**Work request:**
Could you count the lines below that include the word "found" and give only the number?
[Exercise data Boundary: Start]
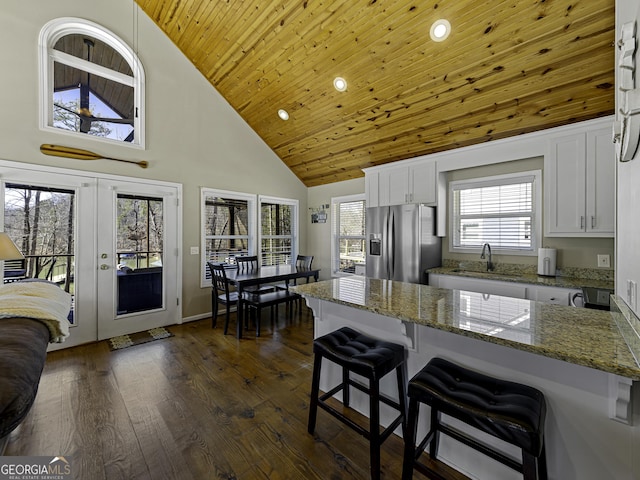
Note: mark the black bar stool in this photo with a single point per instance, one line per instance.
(372, 359)
(510, 411)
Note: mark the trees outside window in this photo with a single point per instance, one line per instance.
(91, 82)
(348, 254)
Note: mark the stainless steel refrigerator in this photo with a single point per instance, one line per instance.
(401, 242)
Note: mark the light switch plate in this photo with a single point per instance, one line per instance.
(604, 261)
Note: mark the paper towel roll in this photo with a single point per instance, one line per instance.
(547, 262)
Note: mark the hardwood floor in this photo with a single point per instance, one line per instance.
(199, 405)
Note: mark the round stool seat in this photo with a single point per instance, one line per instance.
(510, 411)
(372, 359)
(359, 353)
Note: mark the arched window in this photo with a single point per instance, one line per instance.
(91, 83)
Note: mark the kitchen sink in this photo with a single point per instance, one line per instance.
(485, 273)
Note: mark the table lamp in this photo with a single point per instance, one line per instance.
(8, 251)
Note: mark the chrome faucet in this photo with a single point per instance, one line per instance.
(485, 247)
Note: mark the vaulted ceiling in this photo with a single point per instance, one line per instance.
(507, 68)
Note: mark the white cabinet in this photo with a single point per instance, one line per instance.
(579, 173)
(415, 183)
(372, 189)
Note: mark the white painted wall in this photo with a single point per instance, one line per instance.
(193, 137)
(628, 195)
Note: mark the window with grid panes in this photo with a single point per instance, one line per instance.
(501, 211)
(278, 230)
(228, 220)
(348, 226)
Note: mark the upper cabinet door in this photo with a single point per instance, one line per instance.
(422, 180)
(397, 180)
(565, 185)
(579, 182)
(601, 170)
(406, 184)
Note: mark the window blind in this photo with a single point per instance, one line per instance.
(349, 235)
(499, 212)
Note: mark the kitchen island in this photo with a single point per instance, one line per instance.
(576, 357)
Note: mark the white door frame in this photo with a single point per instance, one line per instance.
(110, 323)
(85, 184)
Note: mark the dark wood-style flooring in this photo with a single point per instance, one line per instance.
(199, 405)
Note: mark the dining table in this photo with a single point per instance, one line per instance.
(263, 275)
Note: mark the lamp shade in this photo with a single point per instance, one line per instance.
(8, 249)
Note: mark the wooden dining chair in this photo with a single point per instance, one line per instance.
(255, 303)
(220, 294)
(302, 261)
(247, 264)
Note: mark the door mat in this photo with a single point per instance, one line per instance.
(124, 341)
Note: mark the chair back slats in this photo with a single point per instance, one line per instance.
(219, 278)
(304, 261)
(247, 263)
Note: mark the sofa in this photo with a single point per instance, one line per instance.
(32, 314)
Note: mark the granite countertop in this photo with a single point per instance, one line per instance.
(581, 336)
(571, 278)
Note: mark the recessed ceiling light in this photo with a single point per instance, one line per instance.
(340, 84)
(283, 114)
(440, 30)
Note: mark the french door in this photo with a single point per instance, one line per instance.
(137, 258)
(111, 242)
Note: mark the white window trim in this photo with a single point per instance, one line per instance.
(49, 35)
(536, 239)
(251, 225)
(335, 253)
(296, 227)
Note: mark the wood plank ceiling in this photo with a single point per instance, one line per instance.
(508, 67)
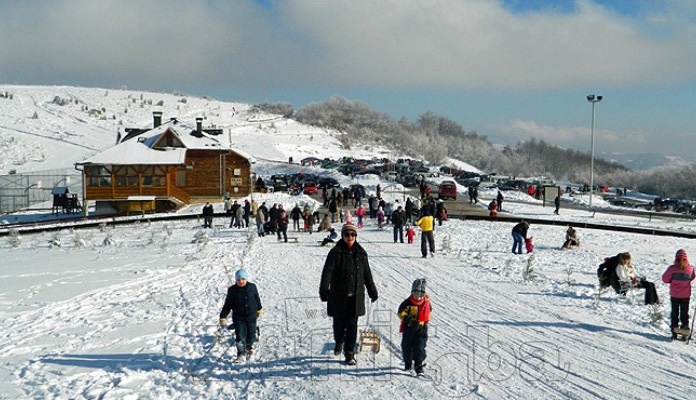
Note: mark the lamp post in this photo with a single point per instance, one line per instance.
(594, 100)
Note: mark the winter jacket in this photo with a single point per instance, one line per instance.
(244, 302)
(345, 277)
(399, 218)
(521, 228)
(679, 281)
(426, 223)
(626, 273)
(296, 213)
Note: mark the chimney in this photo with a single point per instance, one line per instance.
(157, 118)
(199, 125)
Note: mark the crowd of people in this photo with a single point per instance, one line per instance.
(346, 276)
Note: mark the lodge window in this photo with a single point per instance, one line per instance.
(126, 176)
(154, 176)
(98, 176)
(181, 178)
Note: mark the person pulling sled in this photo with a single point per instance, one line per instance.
(245, 304)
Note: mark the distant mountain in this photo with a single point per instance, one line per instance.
(644, 161)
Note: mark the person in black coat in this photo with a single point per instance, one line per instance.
(607, 271)
(519, 234)
(208, 213)
(399, 220)
(244, 302)
(345, 277)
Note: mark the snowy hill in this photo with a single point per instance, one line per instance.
(126, 312)
(51, 127)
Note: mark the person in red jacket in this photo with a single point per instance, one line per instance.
(414, 313)
(679, 276)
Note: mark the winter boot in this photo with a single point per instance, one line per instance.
(419, 369)
(338, 349)
(241, 352)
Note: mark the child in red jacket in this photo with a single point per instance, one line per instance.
(410, 233)
(679, 276)
(414, 313)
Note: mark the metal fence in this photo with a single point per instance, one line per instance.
(34, 189)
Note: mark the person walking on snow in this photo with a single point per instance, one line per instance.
(679, 277)
(519, 235)
(360, 213)
(245, 304)
(414, 313)
(345, 277)
(427, 224)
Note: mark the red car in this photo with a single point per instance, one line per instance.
(310, 188)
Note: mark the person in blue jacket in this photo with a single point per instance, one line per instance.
(244, 302)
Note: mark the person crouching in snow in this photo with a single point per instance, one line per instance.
(414, 313)
(410, 234)
(493, 209)
(679, 276)
(380, 218)
(529, 244)
(628, 277)
(244, 302)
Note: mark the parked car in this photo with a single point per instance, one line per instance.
(310, 187)
(447, 190)
(328, 182)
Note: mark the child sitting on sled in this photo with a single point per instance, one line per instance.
(529, 244)
(414, 313)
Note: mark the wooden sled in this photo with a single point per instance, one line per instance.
(684, 333)
(370, 339)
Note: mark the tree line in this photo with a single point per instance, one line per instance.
(434, 138)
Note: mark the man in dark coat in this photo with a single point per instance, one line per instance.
(607, 271)
(399, 220)
(345, 277)
(208, 213)
(244, 302)
(519, 234)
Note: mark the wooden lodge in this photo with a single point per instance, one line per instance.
(161, 168)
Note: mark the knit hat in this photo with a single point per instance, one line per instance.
(681, 255)
(241, 274)
(348, 228)
(418, 288)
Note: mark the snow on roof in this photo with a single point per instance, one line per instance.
(140, 150)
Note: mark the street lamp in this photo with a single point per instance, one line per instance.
(592, 99)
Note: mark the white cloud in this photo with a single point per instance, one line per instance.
(449, 43)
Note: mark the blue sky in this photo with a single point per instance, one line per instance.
(508, 69)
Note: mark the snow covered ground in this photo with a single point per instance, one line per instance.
(126, 312)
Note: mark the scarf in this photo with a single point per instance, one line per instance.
(423, 308)
(423, 311)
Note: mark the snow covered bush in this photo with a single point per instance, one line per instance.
(528, 273)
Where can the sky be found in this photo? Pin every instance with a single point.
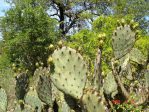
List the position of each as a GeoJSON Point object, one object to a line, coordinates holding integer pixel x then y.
{"type": "Point", "coordinates": [3, 7]}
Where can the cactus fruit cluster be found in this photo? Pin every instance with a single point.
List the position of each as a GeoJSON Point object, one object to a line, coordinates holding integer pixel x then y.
{"type": "Point", "coordinates": [64, 86]}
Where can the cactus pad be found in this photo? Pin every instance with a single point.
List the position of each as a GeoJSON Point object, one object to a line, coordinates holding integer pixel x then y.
{"type": "Point", "coordinates": [110, 86]}
{"type": "Point", "coordinates": [92, 101]}
{"type": "Point", "coordinates": [33, 100]}
{"type": "Point", "coordinates": [22, 81]}
{"type": "Point", "coordinates": [3, 100]}
{"type": "Point", "coordinates": [123, 40]}
{"type": "Point", "coordinates": [137, 56]}
{"type": "Point", "coordinates": [70, 72]}
{"type": "Point", "coordinates": [44, 89]}
{"type": "Point", "coordinates": [146, 75]}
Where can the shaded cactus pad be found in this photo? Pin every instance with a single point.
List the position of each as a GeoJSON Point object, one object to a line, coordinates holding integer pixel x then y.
{"type": "Point", "coordinates": [3, 100]}
{"type": "Point", "coordinates": [123, 40]}
{"type": "Point", "coordinates": [70, 71]}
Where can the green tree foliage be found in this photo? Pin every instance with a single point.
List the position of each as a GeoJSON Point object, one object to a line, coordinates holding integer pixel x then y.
{"type": "Point", "coordinates": [136, 8]}
{"type": "Point", "coordinates": [27, 31]}
{"type": "Point", "coordinates": [73, 14]}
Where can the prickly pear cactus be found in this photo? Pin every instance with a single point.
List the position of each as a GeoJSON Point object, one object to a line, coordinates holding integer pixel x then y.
{"type": "Point", "coordinates": [44, 89]}
{"type": "Point", "coordinates": [27, 108]}
{"type": "Point", "coordinates": [123, 40]}
{"type": "Point", "coordinates": [22, 81]}
{"type": "Point", "coordinates": [70, 71]}
{"type": "Point", "coordinates": [110, 85]}
{"type": "Point", "coordinates": [33, 100]}
{"type": "Point", "coordinates": [3, 100]}
{"type": "Point", "coordinates": [92, 101]}
{"type": "Point", "coordinates": [147, 78]}
{"type": "Point", "coordinates": [137, 56]}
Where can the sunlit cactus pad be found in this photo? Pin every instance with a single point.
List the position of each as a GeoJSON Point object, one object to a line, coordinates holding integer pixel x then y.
{"type": "Point", "coordinates": [123, 40]}
{"type": "Point", "coordinates": [44, 89]}
{"type": "Point", "coordinates": [70, 71]}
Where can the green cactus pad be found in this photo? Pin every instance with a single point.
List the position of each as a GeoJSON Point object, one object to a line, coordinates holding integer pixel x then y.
{"type": "Point", "coordinates": [70, 72]}
{"type": "Point", "coordinates": [146, 75]}
{"type": "Point", "coordinates": [33, 100]}
{"type": "Point", "coordinates": [123, 40]}
{"type": "Point", "coordinates": [22, 81]}
{"type": "Point", "coordinates": [92, 101]}
{"type": "Point", "coordinates": [110, 86]}
{"type": "Point", "coordinates": [3, 100]}
{"type": "Point", "coordinates": [137, 56]}
{"type": "Point", "coordinates": [44, 89]}
{"type": "Point", "coordinates": [27, 108]}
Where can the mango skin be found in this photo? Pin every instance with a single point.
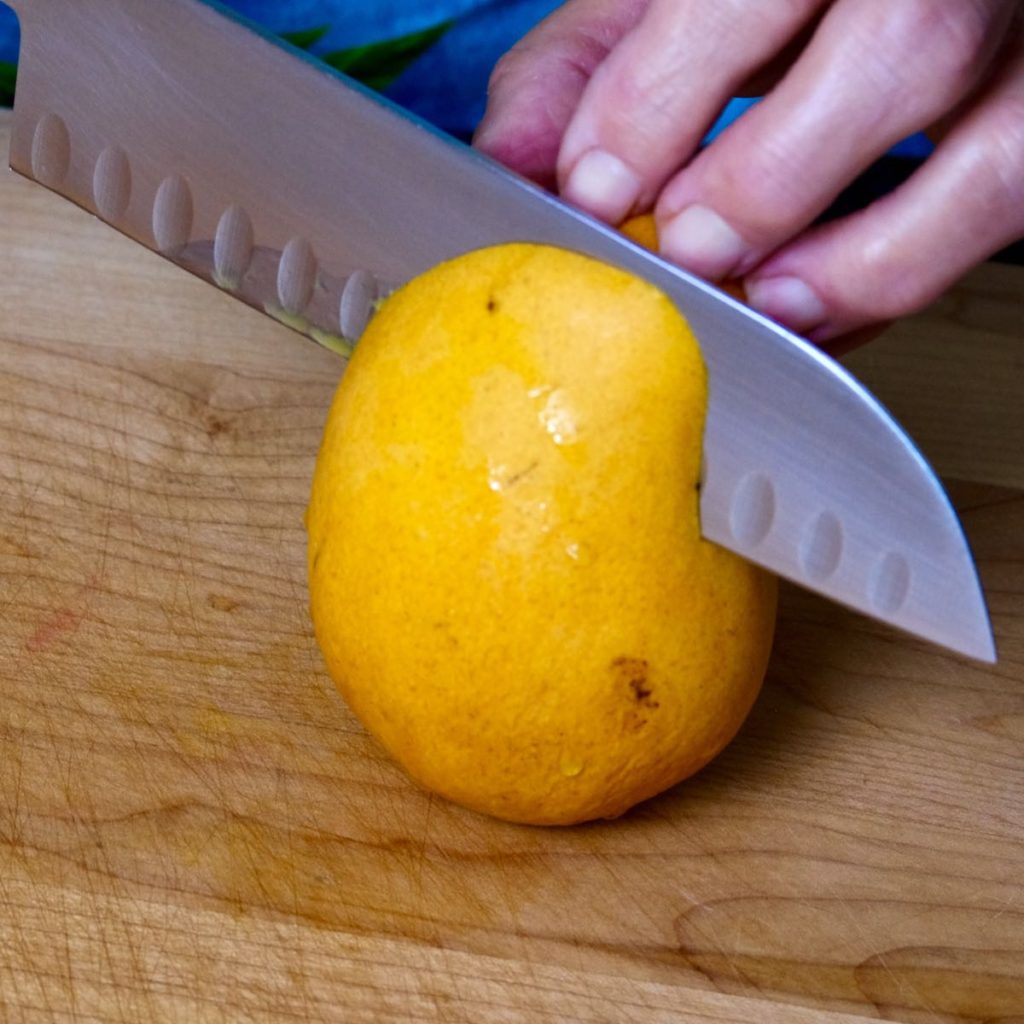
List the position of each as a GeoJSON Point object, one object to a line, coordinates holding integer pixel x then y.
[Exercise data Boundary: End]
**Response to this exercise:**
9